Items stored from a collection
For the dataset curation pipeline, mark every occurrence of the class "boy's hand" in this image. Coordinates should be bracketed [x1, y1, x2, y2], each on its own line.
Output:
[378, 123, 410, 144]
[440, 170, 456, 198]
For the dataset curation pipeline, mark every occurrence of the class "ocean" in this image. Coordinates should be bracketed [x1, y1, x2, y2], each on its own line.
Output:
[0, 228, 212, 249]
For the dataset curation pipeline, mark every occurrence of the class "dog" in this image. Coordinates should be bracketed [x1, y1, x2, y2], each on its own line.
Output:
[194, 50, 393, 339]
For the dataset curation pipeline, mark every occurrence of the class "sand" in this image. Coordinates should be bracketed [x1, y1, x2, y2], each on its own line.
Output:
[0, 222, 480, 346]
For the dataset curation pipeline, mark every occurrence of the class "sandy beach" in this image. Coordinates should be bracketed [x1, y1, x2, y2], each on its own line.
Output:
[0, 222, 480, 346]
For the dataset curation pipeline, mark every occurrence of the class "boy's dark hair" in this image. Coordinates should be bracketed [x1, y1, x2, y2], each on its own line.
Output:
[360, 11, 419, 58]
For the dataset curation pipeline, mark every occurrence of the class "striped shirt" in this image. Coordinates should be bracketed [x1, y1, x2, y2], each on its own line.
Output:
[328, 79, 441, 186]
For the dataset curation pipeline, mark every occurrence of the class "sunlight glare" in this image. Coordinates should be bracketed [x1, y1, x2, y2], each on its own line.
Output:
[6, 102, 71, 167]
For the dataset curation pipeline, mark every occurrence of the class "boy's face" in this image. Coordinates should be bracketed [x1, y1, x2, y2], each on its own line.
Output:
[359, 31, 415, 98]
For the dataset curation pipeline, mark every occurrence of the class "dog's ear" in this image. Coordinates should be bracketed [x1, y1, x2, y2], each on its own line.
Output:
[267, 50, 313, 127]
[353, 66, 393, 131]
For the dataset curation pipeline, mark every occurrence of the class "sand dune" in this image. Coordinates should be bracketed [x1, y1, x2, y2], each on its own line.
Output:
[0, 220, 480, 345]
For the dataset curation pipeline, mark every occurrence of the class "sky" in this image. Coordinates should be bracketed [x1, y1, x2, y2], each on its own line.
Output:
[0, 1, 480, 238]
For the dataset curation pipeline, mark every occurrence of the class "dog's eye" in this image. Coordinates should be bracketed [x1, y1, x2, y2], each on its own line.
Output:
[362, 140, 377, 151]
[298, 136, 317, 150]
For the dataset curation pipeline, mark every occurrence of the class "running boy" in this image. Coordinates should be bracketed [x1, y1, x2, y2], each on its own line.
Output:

- _Work to be completed_
Pull out every line of the records above that contains the word "beach", and copy each one in full.

- _The reply_
For the dataset curation pipeline, mark every occurrence of the class "sandy beach" in this image. Coordinates should be bracketed [x1, y1, x2, y2], each on its own line.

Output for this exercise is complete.